# [SOURCE PASSAGE]
══════

This is for Flink 1.10.2 with Zookeeper for HA, S3 as a state backend and incremental checkpoints. I manually stopped the job and restarted it from the previous checkpoint.

This leads me to two questions:

  *   Is there a way to avoid corrupted checkpoints or is this just a case of bad timing that we have to live with?
  *   Would it be possible to automate the recovery and fall back to a previous checkpoint if a checkpoint cannot be loaded repeatedly?

Thanks,
Peter

Re: Zookeeper connection loss causing checkpoint corruption

Posted by Arpith P <ar...@gmail.com>.
I created a ticket with all my findings.
https://issues.apache.org/jira/browse/FLINK-19359.

Thanks,
Arpith

On Tue, Sep 22, 2020 at 12:16 PM Timo Walther <tw...@apache.org> wrote:

> Hi Arpith,
>
> is there a JIRA ticket for this issue already? If not, it would be great
> if you can report it. This sounds like a critical priority issue to me.

══════

# [Point labeling data from photos]
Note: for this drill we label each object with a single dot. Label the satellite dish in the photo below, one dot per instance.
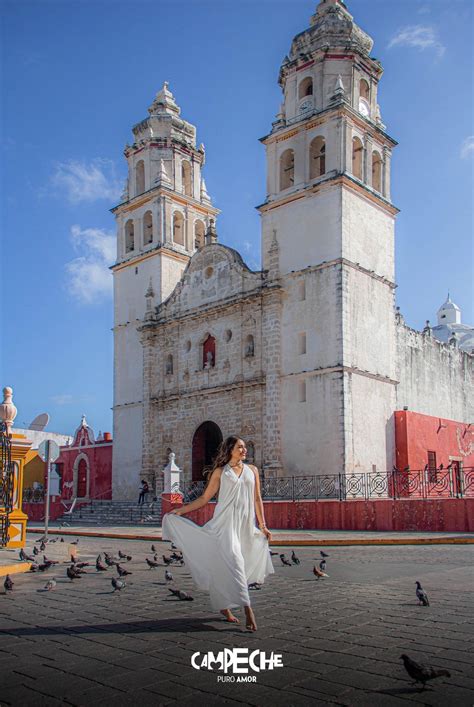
(40, 422)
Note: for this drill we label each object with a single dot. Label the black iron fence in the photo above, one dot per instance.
(416, 484)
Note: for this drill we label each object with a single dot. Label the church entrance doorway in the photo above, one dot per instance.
(206, 441)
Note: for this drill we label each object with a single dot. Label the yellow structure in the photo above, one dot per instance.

══════

# [TASK INSTRUCTIONS]
Copy the forum thread on Flink checkpoint corruption word for word, from "This is for" to "to live with?".

# [EXPECTED ANSWER]
This is for Flink 1.10.2 with Zookeeper for HA, S3 as a state backend and incremental checkpoints. I manually stopped the job and restarted it from the previous checkpoint.

This leads me to two questions:

  *   Is there a way to avoid corrupted checkpoints or is this just a case of bad timing that we have to live with?